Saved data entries

— start —

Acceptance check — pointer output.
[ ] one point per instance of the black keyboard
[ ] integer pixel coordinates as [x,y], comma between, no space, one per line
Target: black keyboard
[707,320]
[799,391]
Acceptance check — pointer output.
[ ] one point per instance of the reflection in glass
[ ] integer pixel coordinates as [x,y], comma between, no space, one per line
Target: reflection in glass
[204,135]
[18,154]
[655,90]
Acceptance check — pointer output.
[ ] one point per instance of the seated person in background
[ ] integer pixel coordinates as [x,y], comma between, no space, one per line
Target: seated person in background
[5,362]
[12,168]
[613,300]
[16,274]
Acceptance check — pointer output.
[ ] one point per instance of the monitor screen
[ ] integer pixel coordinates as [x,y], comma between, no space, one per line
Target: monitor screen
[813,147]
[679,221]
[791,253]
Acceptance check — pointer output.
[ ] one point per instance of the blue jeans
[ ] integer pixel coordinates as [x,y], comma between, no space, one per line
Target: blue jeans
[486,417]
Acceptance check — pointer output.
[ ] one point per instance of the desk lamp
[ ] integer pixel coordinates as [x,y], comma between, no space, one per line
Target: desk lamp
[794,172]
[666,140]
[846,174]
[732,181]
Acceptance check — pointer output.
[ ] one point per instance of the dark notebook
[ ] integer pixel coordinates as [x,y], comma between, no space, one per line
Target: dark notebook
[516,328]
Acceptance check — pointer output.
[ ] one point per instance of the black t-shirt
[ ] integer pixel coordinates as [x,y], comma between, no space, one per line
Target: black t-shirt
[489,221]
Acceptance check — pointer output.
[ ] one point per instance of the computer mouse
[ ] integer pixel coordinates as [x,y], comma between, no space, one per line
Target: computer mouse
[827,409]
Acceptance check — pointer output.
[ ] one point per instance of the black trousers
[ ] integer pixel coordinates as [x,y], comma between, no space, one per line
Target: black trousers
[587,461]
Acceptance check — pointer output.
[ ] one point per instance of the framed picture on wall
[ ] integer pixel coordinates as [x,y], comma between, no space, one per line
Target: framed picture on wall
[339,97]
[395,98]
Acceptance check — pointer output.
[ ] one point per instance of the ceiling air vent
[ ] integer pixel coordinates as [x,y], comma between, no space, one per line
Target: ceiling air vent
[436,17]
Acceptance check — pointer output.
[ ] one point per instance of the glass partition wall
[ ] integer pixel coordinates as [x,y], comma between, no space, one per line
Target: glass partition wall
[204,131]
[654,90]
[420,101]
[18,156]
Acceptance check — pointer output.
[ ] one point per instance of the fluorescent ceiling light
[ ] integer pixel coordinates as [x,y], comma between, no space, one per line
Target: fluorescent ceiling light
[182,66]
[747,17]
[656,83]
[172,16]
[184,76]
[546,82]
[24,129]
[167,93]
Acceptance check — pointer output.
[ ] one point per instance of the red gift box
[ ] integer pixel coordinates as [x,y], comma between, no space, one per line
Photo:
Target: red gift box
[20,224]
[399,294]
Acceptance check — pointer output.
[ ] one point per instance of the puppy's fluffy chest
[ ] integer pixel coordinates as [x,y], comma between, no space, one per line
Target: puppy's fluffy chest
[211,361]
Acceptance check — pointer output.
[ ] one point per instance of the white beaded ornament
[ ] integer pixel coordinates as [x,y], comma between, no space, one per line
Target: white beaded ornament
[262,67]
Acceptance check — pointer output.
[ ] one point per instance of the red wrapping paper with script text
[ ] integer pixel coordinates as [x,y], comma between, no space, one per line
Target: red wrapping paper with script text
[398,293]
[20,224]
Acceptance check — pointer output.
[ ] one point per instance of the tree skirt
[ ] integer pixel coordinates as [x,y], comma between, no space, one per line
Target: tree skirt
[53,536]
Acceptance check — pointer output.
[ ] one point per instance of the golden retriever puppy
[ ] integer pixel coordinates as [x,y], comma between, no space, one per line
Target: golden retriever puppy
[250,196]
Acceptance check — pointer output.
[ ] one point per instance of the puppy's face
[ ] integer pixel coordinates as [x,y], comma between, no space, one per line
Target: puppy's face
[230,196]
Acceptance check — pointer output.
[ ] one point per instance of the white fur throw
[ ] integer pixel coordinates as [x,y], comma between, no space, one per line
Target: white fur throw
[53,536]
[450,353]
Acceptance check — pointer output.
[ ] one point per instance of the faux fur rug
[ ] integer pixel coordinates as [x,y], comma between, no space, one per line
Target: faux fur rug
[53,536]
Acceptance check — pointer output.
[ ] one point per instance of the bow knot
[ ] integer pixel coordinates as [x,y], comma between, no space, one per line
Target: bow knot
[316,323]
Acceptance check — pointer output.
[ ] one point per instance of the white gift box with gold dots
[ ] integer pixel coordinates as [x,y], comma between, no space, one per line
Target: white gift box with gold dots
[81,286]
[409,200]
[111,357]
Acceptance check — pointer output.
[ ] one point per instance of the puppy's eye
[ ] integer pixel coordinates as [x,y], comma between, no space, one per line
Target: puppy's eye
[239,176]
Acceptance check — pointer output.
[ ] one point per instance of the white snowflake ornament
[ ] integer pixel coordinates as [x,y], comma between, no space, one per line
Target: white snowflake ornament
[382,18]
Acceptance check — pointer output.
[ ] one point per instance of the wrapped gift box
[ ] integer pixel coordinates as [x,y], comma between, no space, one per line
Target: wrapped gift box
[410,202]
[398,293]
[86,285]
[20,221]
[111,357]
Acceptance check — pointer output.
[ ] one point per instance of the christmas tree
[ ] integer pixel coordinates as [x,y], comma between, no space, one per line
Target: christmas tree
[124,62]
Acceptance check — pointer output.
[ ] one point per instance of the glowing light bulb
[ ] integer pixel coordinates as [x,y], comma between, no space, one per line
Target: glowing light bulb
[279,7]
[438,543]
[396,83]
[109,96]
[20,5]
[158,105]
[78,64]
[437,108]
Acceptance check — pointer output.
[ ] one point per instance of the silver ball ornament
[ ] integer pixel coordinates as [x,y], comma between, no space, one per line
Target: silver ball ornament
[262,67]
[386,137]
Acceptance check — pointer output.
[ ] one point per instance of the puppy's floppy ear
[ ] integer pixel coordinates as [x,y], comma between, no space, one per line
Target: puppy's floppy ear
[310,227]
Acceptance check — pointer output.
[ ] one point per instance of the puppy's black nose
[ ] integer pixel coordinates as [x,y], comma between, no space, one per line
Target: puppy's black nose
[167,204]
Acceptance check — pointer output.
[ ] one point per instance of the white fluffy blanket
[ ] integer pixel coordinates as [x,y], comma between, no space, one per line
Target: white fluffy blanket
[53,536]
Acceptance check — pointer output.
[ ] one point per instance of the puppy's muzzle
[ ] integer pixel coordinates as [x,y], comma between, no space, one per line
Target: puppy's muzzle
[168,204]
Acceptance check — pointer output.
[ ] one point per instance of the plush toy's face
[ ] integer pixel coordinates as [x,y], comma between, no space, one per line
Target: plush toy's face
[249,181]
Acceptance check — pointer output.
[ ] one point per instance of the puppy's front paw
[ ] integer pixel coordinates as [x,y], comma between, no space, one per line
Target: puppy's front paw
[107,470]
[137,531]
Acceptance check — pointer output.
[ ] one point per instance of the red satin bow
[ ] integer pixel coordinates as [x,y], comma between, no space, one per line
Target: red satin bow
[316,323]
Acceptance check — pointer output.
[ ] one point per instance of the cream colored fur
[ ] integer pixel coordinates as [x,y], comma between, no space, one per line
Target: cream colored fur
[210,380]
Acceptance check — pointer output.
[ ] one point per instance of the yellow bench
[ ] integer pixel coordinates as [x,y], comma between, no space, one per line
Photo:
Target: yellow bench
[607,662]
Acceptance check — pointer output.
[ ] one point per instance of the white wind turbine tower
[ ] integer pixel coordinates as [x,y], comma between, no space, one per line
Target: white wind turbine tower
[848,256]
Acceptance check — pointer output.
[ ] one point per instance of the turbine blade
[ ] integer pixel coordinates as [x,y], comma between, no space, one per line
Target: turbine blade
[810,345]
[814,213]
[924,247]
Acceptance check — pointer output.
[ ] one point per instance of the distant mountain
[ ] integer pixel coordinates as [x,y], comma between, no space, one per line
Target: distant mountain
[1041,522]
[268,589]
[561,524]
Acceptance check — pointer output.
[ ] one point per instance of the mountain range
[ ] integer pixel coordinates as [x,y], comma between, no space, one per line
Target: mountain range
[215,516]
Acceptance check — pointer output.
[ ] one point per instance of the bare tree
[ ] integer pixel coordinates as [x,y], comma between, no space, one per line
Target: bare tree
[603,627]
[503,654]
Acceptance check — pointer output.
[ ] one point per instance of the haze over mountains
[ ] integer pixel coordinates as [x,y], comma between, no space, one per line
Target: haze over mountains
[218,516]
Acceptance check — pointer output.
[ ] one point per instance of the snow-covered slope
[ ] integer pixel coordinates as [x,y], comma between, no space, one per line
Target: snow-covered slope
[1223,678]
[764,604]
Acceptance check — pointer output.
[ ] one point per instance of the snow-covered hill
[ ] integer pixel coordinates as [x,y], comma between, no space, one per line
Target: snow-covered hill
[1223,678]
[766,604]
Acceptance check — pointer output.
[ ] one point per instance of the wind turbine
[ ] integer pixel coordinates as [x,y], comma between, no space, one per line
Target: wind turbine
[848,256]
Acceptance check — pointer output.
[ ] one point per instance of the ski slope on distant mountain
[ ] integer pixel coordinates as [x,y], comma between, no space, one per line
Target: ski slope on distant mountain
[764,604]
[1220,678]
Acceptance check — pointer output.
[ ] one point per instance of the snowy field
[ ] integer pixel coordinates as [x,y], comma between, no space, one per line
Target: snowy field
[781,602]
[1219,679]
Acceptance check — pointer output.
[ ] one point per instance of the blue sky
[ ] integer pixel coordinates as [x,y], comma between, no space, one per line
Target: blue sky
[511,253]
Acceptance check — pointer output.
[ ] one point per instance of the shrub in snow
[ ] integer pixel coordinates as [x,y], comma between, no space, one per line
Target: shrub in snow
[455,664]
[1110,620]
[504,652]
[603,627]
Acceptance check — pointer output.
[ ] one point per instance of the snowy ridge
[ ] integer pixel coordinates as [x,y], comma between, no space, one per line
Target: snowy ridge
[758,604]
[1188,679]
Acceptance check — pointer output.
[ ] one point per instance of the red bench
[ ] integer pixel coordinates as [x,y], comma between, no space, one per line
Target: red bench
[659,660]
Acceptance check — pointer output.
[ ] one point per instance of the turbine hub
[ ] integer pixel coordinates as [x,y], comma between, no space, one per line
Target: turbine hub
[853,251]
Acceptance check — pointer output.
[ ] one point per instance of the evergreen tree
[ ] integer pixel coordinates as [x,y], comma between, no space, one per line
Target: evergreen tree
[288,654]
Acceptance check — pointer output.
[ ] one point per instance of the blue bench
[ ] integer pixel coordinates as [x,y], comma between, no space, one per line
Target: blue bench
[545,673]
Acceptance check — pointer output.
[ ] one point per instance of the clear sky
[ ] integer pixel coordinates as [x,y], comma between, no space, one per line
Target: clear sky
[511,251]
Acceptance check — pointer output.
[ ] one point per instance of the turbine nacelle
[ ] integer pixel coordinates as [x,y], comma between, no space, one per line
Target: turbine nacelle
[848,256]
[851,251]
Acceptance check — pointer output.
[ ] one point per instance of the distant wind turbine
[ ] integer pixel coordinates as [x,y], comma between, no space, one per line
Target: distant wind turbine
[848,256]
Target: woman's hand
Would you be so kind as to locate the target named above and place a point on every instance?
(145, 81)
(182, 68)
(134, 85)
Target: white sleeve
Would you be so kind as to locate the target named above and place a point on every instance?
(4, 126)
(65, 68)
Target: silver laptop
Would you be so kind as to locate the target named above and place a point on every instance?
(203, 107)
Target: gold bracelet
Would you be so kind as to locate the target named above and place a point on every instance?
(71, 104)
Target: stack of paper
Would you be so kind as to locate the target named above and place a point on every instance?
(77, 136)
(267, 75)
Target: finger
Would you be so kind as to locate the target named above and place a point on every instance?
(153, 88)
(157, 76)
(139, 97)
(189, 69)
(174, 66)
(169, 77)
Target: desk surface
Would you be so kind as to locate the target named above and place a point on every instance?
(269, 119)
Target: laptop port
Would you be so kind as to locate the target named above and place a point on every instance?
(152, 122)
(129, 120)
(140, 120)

— end —

**STATED GOAL**
Write out again, unchanged, every line from the line containing "Target: woman's hand" to the final line of the material above.

**RESULT OF THIS EXERCISE**
Target: woman's hand
Would you be so kind as to locate the target named above and place a point on every instance?
(145, 81)
(182, 68)
(134, 85)
Target: white sleeve
Would you be so kind as to locate the target named above and place a point on every instance?
(4, 126)
(65, 68)
Target: silver laptop
Would you be so kind as to locate the target named above and place a point on every instance?
(203, 107)
Target: gold bracelet
Would you be so kind as to locate the target named above and place a point on every instance?
(71, 104)
Target: stack of paper
Would you be so kind as to locate the target named above and place a point on every instance?
(77, 136)
(267, 75)
Target: finger
Would you be so kind as to locate the target named above and place a point on every instance?
(153, 88)
(157, 76)
(139, 97)
(189, 69)
(174, 66)
(169, 77)
Target: desk surface
Would you be so kind as to locate the target named above and place a point on every instance?
(269, 119)
Target: laptop port
Would you be so kind as to locate the target named above and place a point on every instance?
(152, 122)
(129, 120)
(140, 120)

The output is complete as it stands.